La littérature sous caféine


dimanche 13 juin 2010

Un peu de noir à la Houellebecq, un peu de blanc à la Teilhard



1) En attendant la parution du nouveau roman de Houellebecq, chez Flammarion, en cette rentrée littéraire 2010 (je n’en connais pas encore le titre), j’ai plusieurs fois débattu sur les talents comique de Michel avec des amis. « On ne dira jamais assez que c’est un écrivain drôle. – Drôle ? Tu plaisantes ? Il est sordide ! – Ce qu’il écrit est sombre, voire cynique, mais ça me fait rire. C’est tellement appuyé que, mécaniquement, je suis hilare. – La preuve qu’il n’est pas drôle, c’est que son personnage de comique dans la Possibilité d’une Ile est incapable d’en sortir une bonne. Ses blagues sont affligeantes, et même tristes. Je n’arrive pas à savoir si Houellebecq s’est vraiment cru bon dans ces passages-là. – Ils m’ont bluffé, moi, les passages dont tu parles ! Je les ai trouvés parfaitement maîtrisés. – C’est impossible, tu dis n’importe quoi. Je te l’accorde, les interventions télévisées de Michel sont drôles… Mais c’est un comique involontaire, et je suis sûr que Houellebecq ne plaisante pas du tout. Il se prend très au sérieux. C’est un personnage sinistre, tout simplement. Sincèrement dépressif, et toujours au premier degré. – Je n’en suis pas sûr. Un noir si noir, un humour si grossièrement humoristique, il y entre forcément une part d’exagération… »

Ce qui me frappe de plus en plus, en outre, dans l’œuvre de Houellebecq, ce sont les passages qu’on pourrait affilier à la tradition des moralistes français du XVIIème. Comme La Bruyère ou La Rochefoucauld, Houellebecq dresse un impitoyable tableau des mœurs, souvent ridicules et cruels, de ses contemporains, et plus généralement du genre humain. Mais c’est avec un désespoir accentué, des jugements plus implacables qu’il reprend le flambeau des classiques. Un certain relâchement dans l’expression lui permet d’exprimer un mépris, un dégoût parfois surprenants.

« La seule chance de survie, lorsqu’on est sincèrement épris, consiste à le dissimuler à la femme qu’on aime, à feindre en toutes circonstances un léger détachement. Quelle tristesse, dans cette simple constatation ! Quelle accusation contre l’homme !... Il ne m’était cependant jamais venu à l’esprit de contester cette loi, ni d’envisager de m’y soustraire : l’amour rend faible, et le plus faible des deux est opprimé, torturé et finalement tué par l’autre, qui de son côté opprime, torture et tue sans penser à mal, sans même en éprouver de plaisir, avec une complètement indifférence ; voilà ce que les hommes, ordinairement, appellent l’amour. » (La possibilité d’une île, Fayard, page 188)

----

Consigne 1:
Filtrez la liste pour ne conserver que les lignes contenant la chaîne « door ».

----

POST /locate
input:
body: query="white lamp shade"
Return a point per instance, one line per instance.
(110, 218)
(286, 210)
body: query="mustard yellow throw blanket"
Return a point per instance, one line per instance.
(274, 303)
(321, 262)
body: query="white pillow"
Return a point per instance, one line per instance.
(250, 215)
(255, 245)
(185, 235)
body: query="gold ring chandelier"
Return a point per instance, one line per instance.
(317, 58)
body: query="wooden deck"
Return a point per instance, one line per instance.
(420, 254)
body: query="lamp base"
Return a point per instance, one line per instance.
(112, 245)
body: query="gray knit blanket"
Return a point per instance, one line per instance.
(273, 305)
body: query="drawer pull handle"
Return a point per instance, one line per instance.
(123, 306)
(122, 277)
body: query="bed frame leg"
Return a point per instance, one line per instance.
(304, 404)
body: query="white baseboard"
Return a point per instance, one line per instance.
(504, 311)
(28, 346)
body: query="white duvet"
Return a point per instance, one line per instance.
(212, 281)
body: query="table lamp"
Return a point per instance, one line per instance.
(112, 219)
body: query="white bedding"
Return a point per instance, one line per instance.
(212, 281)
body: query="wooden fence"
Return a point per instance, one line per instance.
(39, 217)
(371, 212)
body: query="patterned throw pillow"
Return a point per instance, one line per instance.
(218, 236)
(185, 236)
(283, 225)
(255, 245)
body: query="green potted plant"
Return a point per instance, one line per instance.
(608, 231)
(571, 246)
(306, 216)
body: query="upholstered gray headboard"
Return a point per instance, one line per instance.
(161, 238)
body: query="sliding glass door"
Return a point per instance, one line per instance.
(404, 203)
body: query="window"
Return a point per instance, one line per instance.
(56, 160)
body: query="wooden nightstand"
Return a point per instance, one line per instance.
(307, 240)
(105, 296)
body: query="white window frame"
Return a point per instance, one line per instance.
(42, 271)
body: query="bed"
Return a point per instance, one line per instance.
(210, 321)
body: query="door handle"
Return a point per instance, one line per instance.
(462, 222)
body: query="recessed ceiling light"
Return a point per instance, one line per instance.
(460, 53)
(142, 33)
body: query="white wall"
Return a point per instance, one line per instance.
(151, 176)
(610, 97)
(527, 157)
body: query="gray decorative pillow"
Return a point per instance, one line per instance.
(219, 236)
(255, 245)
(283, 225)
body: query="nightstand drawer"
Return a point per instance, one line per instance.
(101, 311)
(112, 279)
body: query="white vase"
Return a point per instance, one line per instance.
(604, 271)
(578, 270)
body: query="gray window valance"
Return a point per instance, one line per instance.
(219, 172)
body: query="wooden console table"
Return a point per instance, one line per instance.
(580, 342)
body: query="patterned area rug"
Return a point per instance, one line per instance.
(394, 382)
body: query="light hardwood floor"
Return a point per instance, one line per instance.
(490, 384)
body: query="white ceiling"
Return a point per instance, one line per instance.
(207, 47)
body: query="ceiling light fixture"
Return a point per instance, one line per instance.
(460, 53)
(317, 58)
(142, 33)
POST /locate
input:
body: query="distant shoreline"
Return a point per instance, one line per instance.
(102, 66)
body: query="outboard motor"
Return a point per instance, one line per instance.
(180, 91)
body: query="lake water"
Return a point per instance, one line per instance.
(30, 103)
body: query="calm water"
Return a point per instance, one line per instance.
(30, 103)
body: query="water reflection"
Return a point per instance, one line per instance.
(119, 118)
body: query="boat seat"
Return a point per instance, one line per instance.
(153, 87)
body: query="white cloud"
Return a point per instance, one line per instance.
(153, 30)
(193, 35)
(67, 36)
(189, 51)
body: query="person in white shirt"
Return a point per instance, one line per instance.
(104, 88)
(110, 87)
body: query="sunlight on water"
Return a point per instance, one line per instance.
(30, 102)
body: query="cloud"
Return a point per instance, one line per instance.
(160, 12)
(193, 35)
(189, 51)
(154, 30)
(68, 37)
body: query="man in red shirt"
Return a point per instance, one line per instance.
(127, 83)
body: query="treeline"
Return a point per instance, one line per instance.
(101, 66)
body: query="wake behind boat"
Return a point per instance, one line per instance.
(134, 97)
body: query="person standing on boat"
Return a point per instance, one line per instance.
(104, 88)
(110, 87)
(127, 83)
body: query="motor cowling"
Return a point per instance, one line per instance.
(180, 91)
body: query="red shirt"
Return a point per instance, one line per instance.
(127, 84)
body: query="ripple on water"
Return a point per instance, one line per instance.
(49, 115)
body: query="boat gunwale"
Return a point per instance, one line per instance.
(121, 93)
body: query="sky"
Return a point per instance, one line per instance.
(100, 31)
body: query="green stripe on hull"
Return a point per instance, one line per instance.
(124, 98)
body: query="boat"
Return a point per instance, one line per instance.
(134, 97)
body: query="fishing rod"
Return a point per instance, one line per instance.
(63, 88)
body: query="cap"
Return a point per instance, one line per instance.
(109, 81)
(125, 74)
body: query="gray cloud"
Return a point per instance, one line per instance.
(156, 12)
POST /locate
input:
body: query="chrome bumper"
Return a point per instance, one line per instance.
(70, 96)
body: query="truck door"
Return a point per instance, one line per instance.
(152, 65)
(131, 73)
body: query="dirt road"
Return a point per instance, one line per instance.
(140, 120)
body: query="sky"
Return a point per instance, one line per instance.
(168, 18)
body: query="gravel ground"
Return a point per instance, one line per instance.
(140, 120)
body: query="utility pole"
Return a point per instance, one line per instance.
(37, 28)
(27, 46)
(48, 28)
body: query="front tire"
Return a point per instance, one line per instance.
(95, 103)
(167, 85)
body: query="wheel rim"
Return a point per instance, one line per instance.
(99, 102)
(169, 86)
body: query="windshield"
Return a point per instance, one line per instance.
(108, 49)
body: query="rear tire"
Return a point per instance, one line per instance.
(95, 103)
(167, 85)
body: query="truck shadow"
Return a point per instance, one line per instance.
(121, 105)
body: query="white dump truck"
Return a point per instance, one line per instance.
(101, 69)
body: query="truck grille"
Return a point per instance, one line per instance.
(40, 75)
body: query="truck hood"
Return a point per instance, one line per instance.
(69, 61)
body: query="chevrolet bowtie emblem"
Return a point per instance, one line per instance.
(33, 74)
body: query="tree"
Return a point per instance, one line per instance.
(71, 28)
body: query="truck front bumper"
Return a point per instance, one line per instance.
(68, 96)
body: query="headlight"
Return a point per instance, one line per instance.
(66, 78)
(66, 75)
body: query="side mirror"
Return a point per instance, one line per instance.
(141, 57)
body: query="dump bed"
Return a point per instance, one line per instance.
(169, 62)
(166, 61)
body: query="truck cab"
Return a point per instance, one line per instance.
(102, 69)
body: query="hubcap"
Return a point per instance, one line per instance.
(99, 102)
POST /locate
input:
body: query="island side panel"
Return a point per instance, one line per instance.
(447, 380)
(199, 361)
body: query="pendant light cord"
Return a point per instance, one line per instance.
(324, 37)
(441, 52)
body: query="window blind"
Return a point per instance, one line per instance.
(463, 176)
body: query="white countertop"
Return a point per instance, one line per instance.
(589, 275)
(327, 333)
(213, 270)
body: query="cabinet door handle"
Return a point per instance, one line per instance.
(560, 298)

----

Consigne 2:
Recopiez le passage du billet sur Houellebecq qui va de « Ce qui me frappe » à « dégoût parfois surprenants. », en substituant « Chamfort » à « La Rochefoucauld ».

Réponse 1:
body: query="sliding glass door"
body: query="door handle"
body: query="truck door"
body: query="cabinet door handle"

Réponse 2:
Ce qui me frappe de plus en plus, en outre, dans l’œuvre de Houellebecq, ce sont les passages qu’on pourrait affilier à la tradition des moralistes français du XVIIème. Comme La Bruyère ou Chamfort, Houellebecq dresse un impitoyable tableau des mœurs, souvent ridicules et cruels, de ses contemporains, et plus généralement du genre humain. Mais c’est avec un désespoir accentué, des jugements plus implacables qu’il reprend le flambeau des classiques. Un certain relâchement dans l’expression lui permet d’exprimer un mépris, un dégoût parfois surprenants.